PROBLEM DESCRIPTION:
Of all the lines in the entries, how many carry the word "beige"? The reply is that number and no more.

PROVIDED MATERIAL:
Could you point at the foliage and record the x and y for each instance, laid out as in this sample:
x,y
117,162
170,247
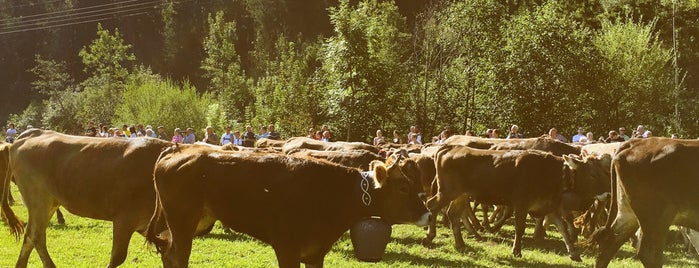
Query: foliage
x,y
84,239
107,55
104,60
550,71
52,77
149,99
31,116
286,96
638,86
458,49
222,67
365,68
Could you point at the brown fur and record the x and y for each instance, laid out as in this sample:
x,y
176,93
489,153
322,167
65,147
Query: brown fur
x,y
355,158
654,184
295,144
106,179
530,181
300,206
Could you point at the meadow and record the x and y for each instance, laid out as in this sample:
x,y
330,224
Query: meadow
x,y
83,242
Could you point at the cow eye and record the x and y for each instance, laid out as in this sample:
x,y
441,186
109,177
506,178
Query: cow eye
x,y
404,190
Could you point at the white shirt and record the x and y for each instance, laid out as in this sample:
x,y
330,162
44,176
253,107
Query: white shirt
x,y
226,138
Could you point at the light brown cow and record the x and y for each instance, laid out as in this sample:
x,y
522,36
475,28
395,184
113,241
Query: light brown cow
x,y
300,206
654,184
529,181
299,143
355,158
105,179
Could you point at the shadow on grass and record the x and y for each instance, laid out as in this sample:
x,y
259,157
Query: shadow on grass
x,y
401,257
230,237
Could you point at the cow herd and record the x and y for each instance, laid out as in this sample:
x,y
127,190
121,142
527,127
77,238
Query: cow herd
x,y
300,195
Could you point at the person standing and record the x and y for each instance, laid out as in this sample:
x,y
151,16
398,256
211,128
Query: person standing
x,y
91,131
237,139
227,137
177,136
11,133
514,133
189,138
249,137
161,133
210,137
622,133
273,135
581,134
378,140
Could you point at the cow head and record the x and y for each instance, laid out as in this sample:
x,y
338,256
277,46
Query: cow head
x,y
396,200
590,174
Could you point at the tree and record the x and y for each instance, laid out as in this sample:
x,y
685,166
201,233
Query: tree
x,y
105,60
550,71
638,86
287,94
150,99
365,68
457,50
222,67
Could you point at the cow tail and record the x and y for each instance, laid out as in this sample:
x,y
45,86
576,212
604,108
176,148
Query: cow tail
x,y
16,226
603,232
157,224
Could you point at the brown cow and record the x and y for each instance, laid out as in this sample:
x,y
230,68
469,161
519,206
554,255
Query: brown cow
x,y
300,206
529,181
355,158
268,143
299,143
555,147
654,184
106,179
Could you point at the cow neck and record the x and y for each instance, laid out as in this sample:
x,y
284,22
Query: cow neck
x,y
366,189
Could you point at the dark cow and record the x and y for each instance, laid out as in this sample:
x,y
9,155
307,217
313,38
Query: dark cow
x,y
105,179
299,143
355,158
268,143
555,147
472,141
300,206
654,184
529,181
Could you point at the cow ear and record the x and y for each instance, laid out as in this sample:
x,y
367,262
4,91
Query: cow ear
x,y
380,173
570,161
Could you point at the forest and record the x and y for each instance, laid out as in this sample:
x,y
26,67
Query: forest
x,y
356,66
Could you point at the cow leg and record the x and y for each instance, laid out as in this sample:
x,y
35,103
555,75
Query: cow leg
x,y
431,230
35,237
623,227
473,220
288,257
520,224
59,216
566,234
121,236
654,235
539,229
693,237
486,219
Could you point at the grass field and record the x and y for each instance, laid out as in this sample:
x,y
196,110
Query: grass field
x,y
85,242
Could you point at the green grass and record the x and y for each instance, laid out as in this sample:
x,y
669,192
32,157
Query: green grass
x,y
86,242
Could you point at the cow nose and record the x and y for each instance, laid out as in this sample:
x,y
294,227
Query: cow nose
x,y
424,219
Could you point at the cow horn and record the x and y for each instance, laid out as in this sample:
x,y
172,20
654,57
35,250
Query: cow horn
x,y
399,157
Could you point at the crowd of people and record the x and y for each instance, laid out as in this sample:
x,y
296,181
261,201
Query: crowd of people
x,y
248,137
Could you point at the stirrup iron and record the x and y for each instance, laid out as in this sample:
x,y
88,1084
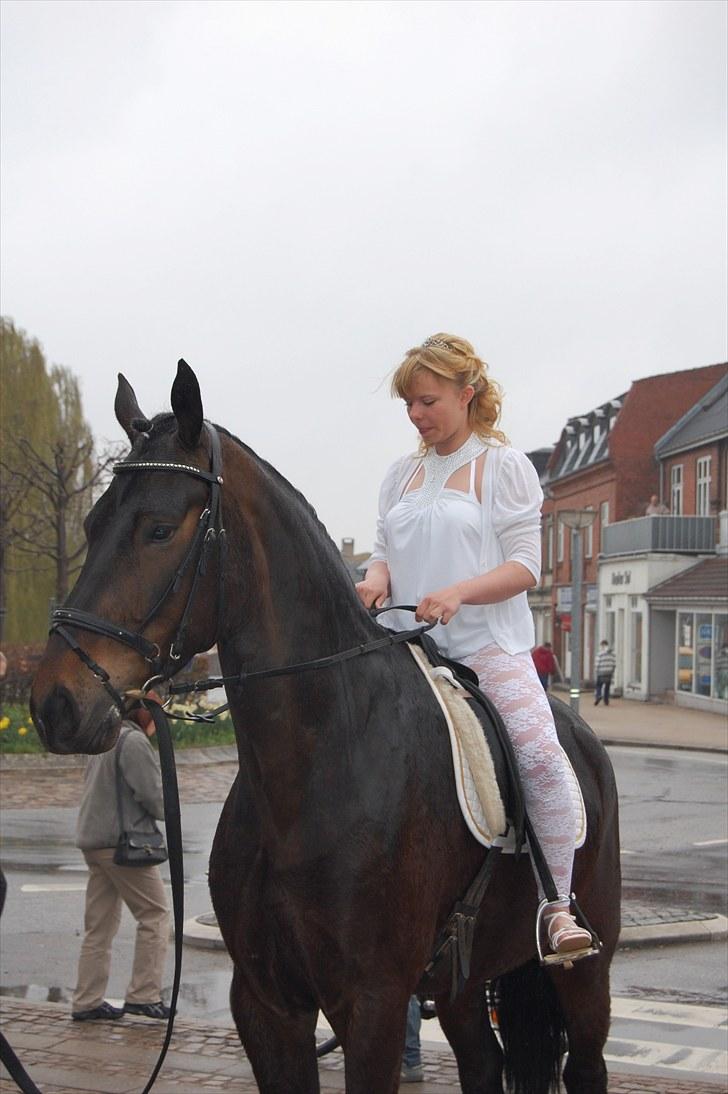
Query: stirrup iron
x,y
566,959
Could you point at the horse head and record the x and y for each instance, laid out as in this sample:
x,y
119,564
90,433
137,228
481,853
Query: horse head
x,y
149,539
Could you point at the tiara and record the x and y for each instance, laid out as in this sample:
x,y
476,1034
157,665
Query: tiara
x,y
439,342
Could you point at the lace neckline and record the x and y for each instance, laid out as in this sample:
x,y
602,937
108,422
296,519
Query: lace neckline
x,y
439,468
469,450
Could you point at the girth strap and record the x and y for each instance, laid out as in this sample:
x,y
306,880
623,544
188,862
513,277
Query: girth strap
x,y
454,942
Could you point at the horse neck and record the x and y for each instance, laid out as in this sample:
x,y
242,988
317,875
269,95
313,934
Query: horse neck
x,y
288,600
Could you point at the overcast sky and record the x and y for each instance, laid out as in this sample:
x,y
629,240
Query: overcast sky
x,y
291,195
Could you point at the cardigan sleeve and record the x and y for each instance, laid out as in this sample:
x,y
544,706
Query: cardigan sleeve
x,y
388,497
517,504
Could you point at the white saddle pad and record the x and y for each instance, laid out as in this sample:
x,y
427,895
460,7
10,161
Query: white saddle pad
x,y
475,777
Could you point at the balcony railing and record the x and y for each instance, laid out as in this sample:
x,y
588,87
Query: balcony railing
x,y
684,535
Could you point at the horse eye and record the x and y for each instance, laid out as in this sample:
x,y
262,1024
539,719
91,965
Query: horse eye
x,y
161,533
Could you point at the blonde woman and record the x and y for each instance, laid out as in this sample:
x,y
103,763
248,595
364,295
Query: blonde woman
x,y
459,536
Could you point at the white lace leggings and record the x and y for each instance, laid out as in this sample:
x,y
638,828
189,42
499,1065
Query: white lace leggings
x,y
511,683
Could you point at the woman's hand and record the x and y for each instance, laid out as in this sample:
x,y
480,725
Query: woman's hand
x,y
440,606
374,589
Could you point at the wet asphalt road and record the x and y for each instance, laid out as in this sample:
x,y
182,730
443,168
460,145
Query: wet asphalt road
x,y
673,838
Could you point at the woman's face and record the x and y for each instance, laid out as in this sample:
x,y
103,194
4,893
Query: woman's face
x,y
438,410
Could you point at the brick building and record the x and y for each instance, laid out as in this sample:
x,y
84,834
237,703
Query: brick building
x,y
605,461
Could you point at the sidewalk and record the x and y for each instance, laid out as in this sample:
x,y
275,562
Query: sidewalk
x,y
64,1057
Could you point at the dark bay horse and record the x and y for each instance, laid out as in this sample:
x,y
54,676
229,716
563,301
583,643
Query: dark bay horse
x,y
341,849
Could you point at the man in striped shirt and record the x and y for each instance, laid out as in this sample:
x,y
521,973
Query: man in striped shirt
x,y
605,666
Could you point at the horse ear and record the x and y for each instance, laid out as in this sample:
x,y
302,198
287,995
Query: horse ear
x,y
128,415
187,405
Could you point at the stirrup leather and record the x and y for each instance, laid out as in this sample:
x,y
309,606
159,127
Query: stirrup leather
x,y
567,957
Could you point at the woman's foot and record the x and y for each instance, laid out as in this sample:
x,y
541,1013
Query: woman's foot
x,y
565,935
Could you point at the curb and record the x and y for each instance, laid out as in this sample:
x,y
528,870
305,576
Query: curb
x,y
201,932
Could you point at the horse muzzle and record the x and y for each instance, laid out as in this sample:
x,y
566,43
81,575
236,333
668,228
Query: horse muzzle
x,y
64,728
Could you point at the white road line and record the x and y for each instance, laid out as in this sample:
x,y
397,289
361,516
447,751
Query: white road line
x,y
648,1054
649,1010
53,888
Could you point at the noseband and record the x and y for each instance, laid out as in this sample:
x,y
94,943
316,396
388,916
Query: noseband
x,y
208,534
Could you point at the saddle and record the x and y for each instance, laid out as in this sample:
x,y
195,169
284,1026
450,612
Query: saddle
x,y
454,942
508,790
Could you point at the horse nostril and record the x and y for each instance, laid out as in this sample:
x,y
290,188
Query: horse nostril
x,y
59,720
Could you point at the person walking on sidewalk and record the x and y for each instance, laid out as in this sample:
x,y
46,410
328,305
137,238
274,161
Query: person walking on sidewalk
x,y
140,888
546,664
605,666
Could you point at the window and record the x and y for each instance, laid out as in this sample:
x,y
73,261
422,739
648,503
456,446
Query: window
x,y
603,521
635,643
589,539
676,490
703,653
720,648
703,487
685,651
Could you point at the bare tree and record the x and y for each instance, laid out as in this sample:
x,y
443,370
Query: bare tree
x,y
67,478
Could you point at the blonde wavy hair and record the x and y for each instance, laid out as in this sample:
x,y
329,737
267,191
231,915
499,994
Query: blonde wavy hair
x,y
454,359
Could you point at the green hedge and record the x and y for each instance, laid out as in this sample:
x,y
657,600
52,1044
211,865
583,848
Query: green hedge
x,y
18,734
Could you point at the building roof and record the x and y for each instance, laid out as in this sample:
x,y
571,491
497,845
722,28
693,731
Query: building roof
x,y
705,421
585,440
705,581
540,457
627,427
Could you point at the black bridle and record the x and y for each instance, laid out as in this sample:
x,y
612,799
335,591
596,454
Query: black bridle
x,y
208,534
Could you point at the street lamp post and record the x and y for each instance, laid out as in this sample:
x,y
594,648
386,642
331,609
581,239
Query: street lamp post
x,y
576,520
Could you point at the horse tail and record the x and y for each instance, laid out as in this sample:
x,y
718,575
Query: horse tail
x,y
532,1030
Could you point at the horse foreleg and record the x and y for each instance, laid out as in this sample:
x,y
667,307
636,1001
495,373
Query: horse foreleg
x,y
585,999
466,1026
281,1048
371,1028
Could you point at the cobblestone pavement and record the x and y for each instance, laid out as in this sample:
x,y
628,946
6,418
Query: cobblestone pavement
x,y
117,1058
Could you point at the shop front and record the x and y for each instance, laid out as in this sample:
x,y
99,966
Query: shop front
x,y
691,620
625,620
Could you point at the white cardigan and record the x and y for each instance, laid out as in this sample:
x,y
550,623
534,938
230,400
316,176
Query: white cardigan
x,y
511,500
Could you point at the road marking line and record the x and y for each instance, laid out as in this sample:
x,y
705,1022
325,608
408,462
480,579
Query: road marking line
x,y
648,1054
53,888
650,1010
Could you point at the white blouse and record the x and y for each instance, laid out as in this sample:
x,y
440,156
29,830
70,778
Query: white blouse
x,y
453,537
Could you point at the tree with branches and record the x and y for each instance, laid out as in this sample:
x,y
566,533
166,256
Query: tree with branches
x,y
49,477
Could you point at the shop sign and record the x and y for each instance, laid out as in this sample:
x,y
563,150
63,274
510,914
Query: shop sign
x,y
564,598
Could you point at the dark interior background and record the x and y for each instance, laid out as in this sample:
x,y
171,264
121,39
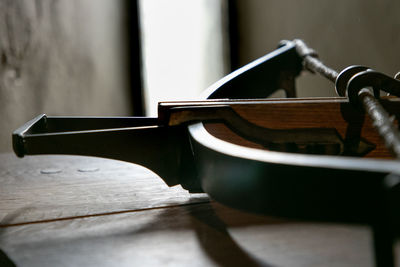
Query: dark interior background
x,y
70,57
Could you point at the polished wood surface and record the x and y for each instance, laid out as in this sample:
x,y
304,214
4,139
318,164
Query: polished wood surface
x,y
75,211
335,113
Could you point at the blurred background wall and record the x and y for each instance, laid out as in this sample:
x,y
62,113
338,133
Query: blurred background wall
x,y
343,32
72,57
61,57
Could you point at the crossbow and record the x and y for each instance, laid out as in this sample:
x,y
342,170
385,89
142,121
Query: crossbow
x,y
304,158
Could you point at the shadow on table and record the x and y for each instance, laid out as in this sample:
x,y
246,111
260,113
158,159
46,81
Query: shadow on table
x,y
216,241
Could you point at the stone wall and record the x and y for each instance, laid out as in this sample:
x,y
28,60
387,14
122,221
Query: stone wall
x,y
61,57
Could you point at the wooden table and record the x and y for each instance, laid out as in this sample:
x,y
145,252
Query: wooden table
x,y
81,211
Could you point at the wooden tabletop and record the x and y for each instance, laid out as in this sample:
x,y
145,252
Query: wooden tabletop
x,y
82,211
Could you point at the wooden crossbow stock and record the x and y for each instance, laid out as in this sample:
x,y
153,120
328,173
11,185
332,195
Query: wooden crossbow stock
x,y
307,158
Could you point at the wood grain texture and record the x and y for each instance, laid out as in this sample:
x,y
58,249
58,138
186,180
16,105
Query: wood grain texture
x,y
334,113
65,190
121,214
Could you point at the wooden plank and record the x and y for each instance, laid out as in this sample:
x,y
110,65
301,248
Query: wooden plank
x,y
195,235
41,188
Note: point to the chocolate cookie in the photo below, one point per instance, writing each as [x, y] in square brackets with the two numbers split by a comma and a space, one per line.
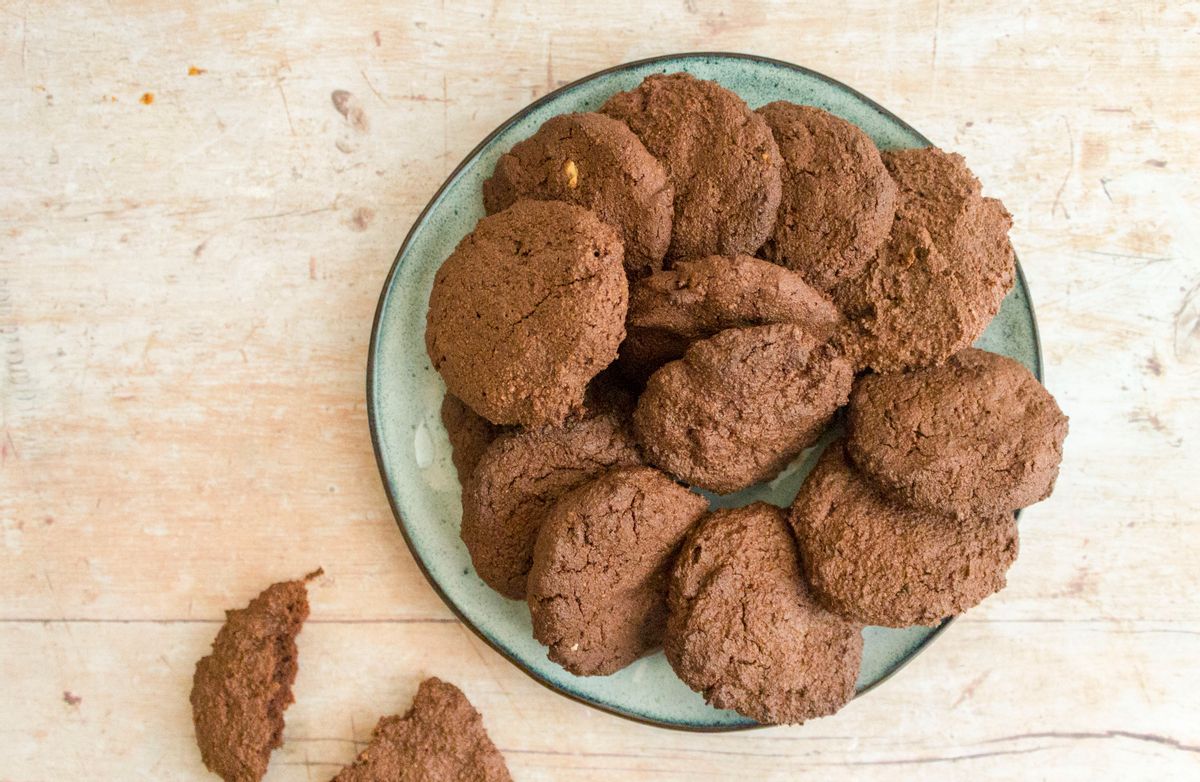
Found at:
[521, 476]
[976, 435]
[696, 299]
[442, 737]
[599, 581]
[877, 561]
[719, 155]
[240, 691]
[745, 632]
[942, 274]
[595, 162]
[469, 434]
[839, 199]
[527, 310]
[738, 407]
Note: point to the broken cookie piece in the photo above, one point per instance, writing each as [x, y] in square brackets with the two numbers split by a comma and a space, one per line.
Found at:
[439, 739]
[240, 691]
[738, 407]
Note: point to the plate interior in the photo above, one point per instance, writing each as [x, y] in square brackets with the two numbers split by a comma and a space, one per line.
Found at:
[405, 393]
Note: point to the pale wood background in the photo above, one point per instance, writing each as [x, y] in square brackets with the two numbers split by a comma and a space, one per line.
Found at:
[186, 290]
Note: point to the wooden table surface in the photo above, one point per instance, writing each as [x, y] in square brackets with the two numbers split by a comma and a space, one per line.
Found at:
[192, 240]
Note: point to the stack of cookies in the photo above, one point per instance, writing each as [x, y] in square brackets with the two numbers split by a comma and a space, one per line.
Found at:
[679, 293]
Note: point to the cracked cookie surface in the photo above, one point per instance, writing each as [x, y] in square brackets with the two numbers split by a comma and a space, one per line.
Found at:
[877, 561]
[719, 155]
[696, 299]
[469, 434]
[439, 739]
[738, 407]
[838, 198]
[977, 434]
[520, 477]
[527, 310]
[743, 629]
[599, 579]
[597, 162]
[940, 277]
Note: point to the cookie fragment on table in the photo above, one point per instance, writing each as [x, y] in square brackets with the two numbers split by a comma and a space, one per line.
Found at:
[240, 691]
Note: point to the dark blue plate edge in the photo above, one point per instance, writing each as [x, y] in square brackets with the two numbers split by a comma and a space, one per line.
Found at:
[372, 423]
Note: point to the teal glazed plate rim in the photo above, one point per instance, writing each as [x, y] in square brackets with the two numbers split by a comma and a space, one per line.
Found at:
[405, 395]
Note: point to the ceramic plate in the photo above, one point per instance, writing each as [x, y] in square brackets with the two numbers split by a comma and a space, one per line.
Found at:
[405, 393]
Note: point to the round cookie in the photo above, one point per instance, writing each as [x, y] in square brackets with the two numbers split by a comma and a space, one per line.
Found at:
[978, 434]
[598, 587]
[738, 407]
[838, 202]
[697, 299]
[719, 155]
[745, 632]
[527, 310]
[880, 563]
[521, 476]
[942, 274]
[595, 162]
[469, 434]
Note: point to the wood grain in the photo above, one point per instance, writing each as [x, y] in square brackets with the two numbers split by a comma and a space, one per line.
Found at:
[193, 233]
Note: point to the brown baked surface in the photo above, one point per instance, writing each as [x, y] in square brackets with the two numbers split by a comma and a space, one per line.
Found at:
[527, 310]
[240, 691]
[743, 629]
[598, 163]
[469, 434]
[599, 579]
[520, 477]
[719, 155]
[696, 299]
[978, 434]
[838, 199]
[940, 277]
[880, 563]
[439, 739]
[738, 407]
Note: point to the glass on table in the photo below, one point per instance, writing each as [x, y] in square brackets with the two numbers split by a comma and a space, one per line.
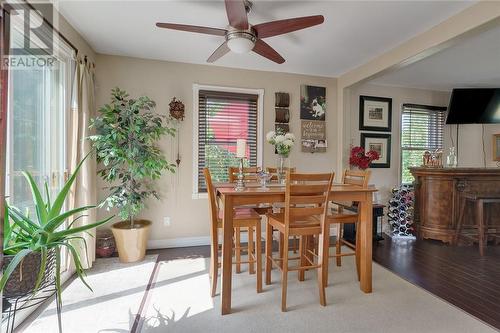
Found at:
[264, 178]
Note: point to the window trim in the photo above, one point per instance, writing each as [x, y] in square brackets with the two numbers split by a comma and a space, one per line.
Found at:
[415, 106]
[260, 129]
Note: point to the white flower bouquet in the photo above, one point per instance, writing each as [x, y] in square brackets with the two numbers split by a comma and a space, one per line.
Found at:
[283, 142]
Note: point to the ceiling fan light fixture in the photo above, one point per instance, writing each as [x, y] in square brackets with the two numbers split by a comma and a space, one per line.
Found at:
[240, 45]
[240, 41]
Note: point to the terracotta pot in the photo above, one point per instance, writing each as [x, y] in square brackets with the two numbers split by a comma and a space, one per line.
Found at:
[131, 241]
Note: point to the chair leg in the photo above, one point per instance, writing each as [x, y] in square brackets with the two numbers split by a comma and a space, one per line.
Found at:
[269, 252]
[338, 245]
[237, 249]
[284, 274]
[302, 253]
[258, 254]
[214, 265]
[356, 250]
[250, 251]
[480, 221]
[323, 256]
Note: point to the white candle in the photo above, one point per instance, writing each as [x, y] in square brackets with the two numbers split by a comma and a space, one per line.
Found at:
[241, 148]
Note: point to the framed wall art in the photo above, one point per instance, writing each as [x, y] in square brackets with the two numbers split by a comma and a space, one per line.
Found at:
[381, 143]
[312, 102]
[375, 113]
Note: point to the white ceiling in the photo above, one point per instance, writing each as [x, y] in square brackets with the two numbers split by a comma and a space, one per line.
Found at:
[353, 33]
[472, 63]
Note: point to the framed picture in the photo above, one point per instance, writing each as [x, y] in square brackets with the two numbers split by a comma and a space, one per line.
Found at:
[312, 102]
[375, 113]
[381, 143]
[496, 147]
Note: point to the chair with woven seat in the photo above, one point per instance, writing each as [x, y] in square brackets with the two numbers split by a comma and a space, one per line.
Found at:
[306, 204]
[339, 217]
[479, 203]
[243, 218]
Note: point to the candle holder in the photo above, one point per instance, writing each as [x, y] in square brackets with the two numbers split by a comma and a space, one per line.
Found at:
[240, 184]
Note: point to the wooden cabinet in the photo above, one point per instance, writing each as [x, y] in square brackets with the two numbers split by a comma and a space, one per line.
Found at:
[438, 198]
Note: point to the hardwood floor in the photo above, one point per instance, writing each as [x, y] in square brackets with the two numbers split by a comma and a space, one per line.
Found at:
[458, 275]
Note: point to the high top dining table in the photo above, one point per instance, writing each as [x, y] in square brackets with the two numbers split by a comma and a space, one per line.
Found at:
[253, 194]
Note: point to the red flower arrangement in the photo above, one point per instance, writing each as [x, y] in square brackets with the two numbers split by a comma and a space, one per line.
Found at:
[360, 159]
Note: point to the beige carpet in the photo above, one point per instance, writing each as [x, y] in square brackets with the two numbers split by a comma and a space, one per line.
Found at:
[180, 302]
[118, 292]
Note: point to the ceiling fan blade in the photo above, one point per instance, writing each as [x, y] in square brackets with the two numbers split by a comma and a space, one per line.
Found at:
[281, 27]
[193, 28]
[267, 51]
[237, 14]
[221, 50]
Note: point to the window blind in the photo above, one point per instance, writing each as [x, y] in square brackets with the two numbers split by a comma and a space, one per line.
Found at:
[422, 129]
[224, 117]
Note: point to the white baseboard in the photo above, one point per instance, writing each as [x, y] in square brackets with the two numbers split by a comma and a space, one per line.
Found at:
[194, 241]
[178, 242]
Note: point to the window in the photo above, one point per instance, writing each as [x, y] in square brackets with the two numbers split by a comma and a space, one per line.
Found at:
[421, 130]
[224, 115]
[38, 103]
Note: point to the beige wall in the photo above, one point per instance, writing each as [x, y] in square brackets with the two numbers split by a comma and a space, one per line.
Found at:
[162, 80]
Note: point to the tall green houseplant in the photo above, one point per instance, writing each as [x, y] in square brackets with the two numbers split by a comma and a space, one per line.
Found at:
[126, 142]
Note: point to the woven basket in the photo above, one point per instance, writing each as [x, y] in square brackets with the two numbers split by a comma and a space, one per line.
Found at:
[22, 280]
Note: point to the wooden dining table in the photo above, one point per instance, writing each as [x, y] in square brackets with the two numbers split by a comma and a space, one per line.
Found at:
[253, 194]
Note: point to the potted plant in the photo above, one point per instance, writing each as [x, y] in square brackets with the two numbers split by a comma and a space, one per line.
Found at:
[31, 242]
[127, 134]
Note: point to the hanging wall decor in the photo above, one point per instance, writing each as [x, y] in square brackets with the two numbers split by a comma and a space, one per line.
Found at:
[312, 103]
[313, 114]
[176, 109]
[313, 134]
[177, 112]
[282, 103]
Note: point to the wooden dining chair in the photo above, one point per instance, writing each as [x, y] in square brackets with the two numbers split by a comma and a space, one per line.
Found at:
[243, 218]
[306, 204]
[274, 177]
[274, 171]
[339, 217]
[249, 175]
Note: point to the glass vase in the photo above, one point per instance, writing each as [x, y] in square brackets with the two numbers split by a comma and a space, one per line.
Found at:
[451, 159]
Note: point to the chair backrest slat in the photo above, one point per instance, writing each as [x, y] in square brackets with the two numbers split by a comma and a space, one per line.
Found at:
[274, 171]
[249, 173]
[306, 195]
[356, 177]
[212, 204]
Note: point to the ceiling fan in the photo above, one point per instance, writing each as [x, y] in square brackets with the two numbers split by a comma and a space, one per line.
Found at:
[242, 37]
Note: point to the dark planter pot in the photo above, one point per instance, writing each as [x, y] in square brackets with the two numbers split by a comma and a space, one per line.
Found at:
[22, 280]
[105, 244]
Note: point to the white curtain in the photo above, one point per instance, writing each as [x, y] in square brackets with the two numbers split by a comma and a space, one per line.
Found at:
[84, 190]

OUTPUT:
2